*** Opening of Data extract ***

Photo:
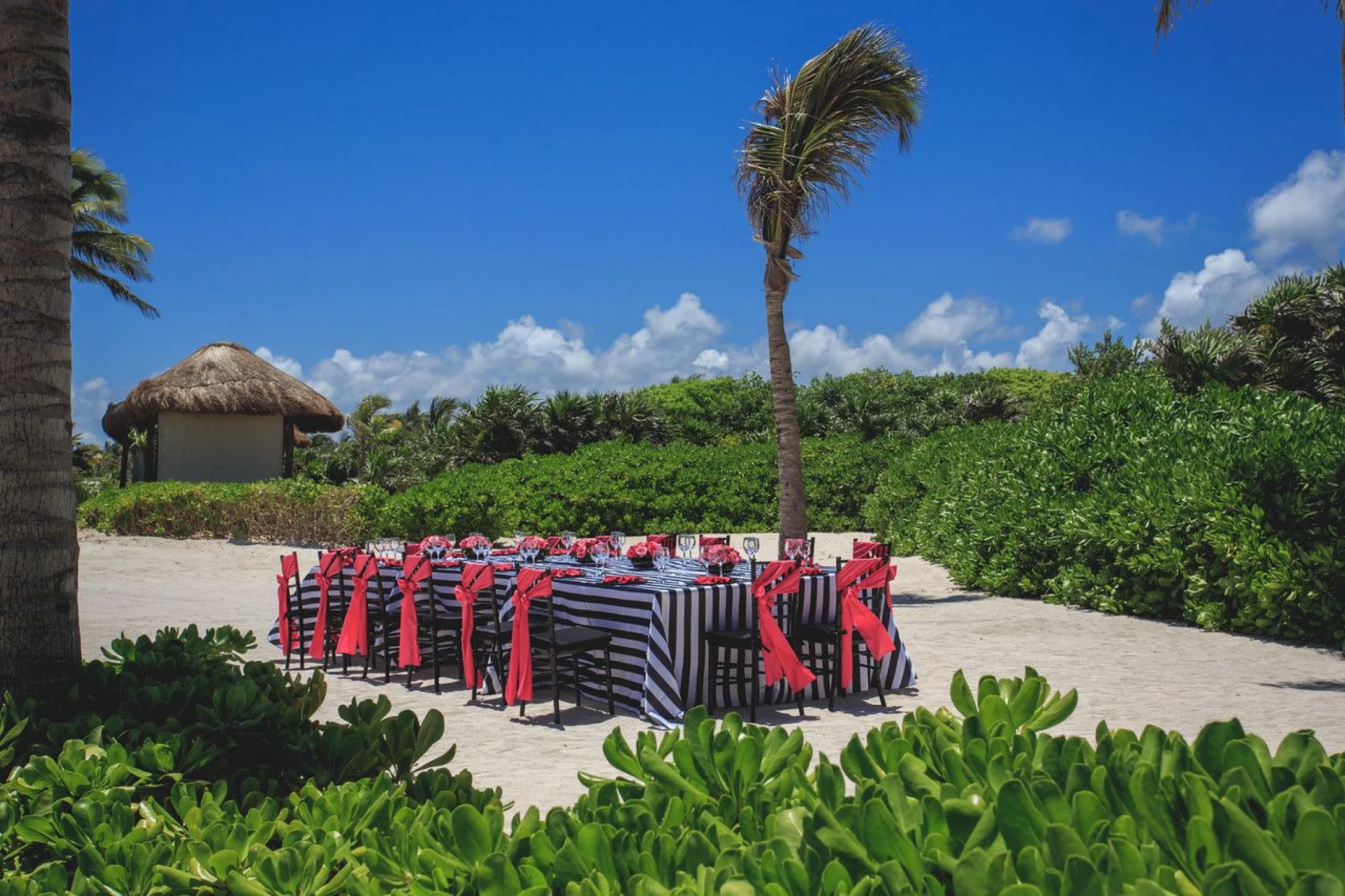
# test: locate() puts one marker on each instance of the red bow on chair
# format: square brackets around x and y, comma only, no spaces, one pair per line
[354,632]
[532,584]
[856,576]
[779,577]
[475,576]
[414,571]
[328,567]
[288,572]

*** Close of Data extract ***

Task statement: Aside from the pictures, copy all of the entries exactly.

Exercise answer:
Photo:
# test: locate() puts one marker on each instance of the red bow on chair
# format: square brackets around x and y, comma only, no spaces, one pair per line
[354,632]
[532,584]
[856,576]
[779,577]
[475,576]
[414,571]
[328,567]
[288,572]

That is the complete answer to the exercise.